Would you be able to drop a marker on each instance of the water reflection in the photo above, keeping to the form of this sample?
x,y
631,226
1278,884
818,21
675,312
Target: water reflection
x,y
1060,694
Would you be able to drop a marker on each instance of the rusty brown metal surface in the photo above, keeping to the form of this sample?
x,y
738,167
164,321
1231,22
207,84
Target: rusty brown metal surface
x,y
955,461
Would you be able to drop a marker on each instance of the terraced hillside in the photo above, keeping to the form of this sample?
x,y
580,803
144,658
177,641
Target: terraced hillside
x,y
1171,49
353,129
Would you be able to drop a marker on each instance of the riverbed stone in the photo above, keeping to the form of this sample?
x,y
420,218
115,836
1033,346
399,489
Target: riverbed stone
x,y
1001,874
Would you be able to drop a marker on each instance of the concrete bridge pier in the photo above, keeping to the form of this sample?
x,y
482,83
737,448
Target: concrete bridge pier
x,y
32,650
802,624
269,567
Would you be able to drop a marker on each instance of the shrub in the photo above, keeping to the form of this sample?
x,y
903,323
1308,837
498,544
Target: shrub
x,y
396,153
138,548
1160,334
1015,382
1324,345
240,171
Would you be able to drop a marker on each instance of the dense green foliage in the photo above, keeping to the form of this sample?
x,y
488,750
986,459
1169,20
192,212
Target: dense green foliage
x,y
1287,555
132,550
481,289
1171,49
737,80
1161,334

# # # # # # #

# What this task involves
Copy out every item above word for word, keeping each line as it appears.

# Solved exercise
Would you be able to drop a marker on each instance of the water reflection in the photo above, keeping to the form of this sample?
x,y
631,226
1278,884
818,21
675,312
Target: water reflection
x,y
1060,694
Would you be able to drop a marker on each instance of the rusty brown metal surface in the photo above, keeping to the form of this sample?
x,y
738,167
164,321
1231,22
207,84
Target: rusty brown metal surface
x,y
955,461
Would you be able to drop a marker on each instance of the terraced hillside in the photo above, keeping to the form of this sample?
x,y
580,803
144,658
177,641
Target: terraced hillside
x,y
1171,49
353,129
Would you be able to drop a marker on each instance of the riverbed stone in the photo above, keeping to the form of this sample?
x,y
420,218
115,836
1033,346
399,489
Target: riverbed stone
x,y
1001,874
Would you be able to drop a marker on each instance of the concrete bridge pier in the photo above, keeping to the form of this sample?
x,y
482,83
737,448
Target: concrete bridge pier
x,y
32,650
802,624
269,567
Would you be able to drop a marker on each instance of the shrub in the photo above, keeping to the form of this sample?
x,y
903,323
1308,837
498,544
Target: shrub
x,y
396,153
138,548
1160,334
1015,382
1324,345
240,171
Would you be able to drop a marker on each instance of the dense green foliage in the photo above, keeping to the form of this sample?
x,y
488,750
986,459
1169,20
192,212
Target: dense green foliage
x,y
1287,555
132,550
481,289
1171,49
737,80
1161,334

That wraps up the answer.